- _Problem to work on_:
Reproduce word for word the stretch from the line containing "Target: white upper cabinet" through the end of the items below, and nothing else.

(Labeling entries for object positions)
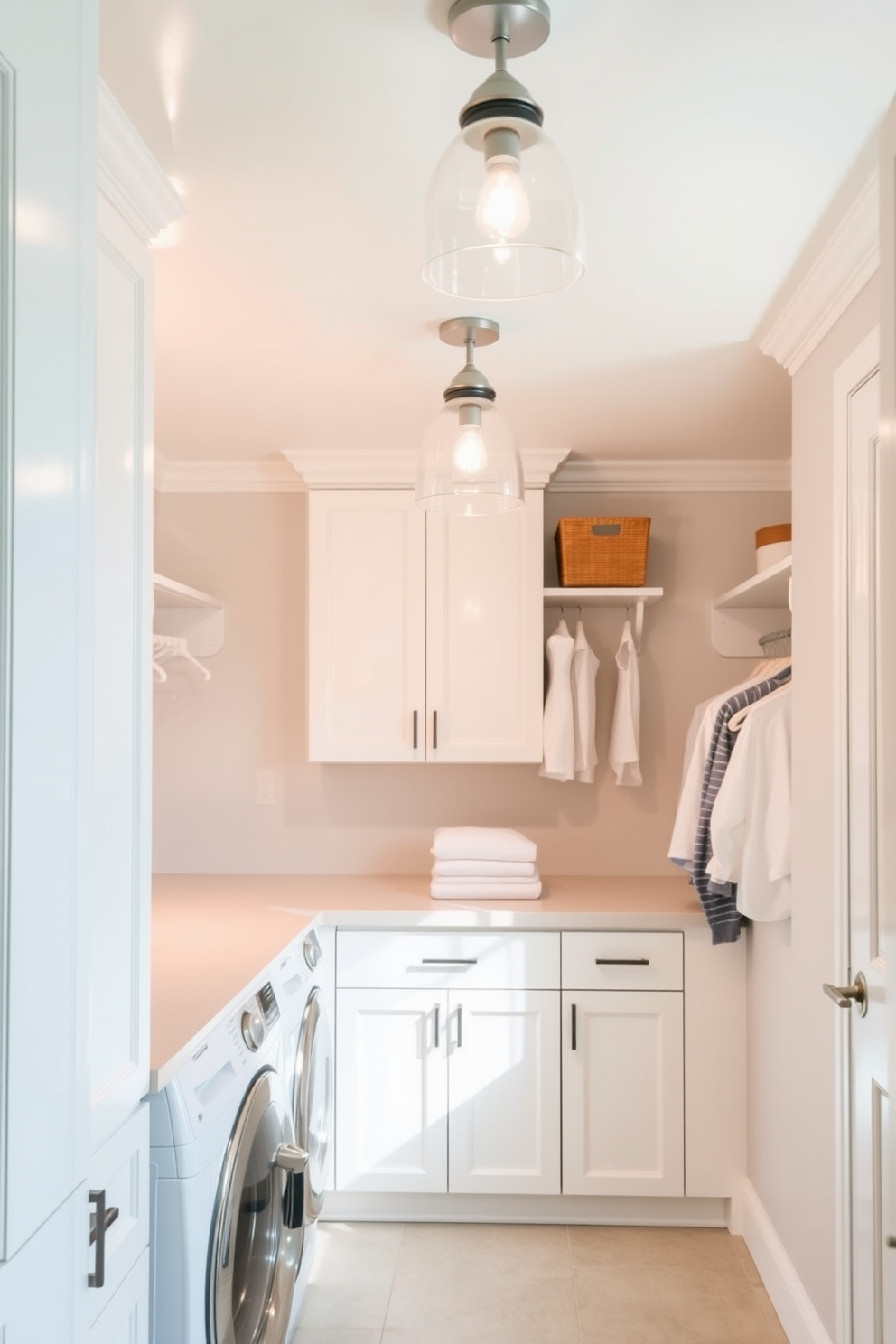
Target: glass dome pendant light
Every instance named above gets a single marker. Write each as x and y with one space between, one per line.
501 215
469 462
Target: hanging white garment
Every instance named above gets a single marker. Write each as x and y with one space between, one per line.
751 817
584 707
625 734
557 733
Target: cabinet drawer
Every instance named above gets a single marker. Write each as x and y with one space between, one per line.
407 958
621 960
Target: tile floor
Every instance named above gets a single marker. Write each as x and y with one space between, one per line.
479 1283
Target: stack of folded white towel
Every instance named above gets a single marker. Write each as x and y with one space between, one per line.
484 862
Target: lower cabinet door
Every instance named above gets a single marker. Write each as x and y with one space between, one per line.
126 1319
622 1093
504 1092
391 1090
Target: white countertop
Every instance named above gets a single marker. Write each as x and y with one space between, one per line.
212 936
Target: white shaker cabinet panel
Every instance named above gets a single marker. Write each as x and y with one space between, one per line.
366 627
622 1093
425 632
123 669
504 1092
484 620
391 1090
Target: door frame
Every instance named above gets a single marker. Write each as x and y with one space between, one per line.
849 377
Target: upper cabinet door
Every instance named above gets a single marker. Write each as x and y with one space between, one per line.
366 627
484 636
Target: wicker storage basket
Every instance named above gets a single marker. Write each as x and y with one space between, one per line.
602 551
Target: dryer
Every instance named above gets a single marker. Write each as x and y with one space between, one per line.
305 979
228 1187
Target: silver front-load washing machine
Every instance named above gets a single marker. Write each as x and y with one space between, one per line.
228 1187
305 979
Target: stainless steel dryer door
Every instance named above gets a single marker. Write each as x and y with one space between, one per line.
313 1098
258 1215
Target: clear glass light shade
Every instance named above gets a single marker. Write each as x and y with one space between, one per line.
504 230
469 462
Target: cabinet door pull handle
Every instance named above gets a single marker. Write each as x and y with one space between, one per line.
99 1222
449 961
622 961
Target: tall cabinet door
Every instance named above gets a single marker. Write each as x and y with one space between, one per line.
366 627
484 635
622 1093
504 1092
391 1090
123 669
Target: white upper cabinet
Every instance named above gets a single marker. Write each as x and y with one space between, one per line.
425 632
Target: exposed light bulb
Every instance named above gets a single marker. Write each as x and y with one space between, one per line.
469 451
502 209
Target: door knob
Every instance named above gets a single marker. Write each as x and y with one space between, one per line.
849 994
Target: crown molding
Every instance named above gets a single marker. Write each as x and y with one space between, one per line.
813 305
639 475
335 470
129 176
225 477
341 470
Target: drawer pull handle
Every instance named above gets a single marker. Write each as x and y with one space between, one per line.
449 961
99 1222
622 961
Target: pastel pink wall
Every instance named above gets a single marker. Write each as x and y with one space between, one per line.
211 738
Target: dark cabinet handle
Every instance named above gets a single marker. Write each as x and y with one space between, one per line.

- _Exercise result_:
Target: white upper cabinet
Every instance named above gets a single marker. Write each as x and y with one space between, one per line.
425 632
Target: exposed light bulb
Every instance named above gets a single marker. Write each as x and y with one space between, one per line.
469 451
502 209
Target: door knob
Every instance named above gets a single marker. Write each as x and y with one space between, one per line.
849 994
Target: crown molding
Every instance named above gets a single marker. Write each as x and y with one space between, one per line.
813 305
639 475
335 470
129 176
225 477
341 470
Target: drawer pull handle
Every instance named above gets a single marker. Write each as x and y with one space between, one per line.
449 961
99 1222
622 961
Target: pastel pink wall
Every instance named above gets a single marker. Write each as x and y with one space between, one per line.
211 738
Target: dark cabinet handle
Every instance named above gets a single marker. Write each as x and y with one space between, one per line.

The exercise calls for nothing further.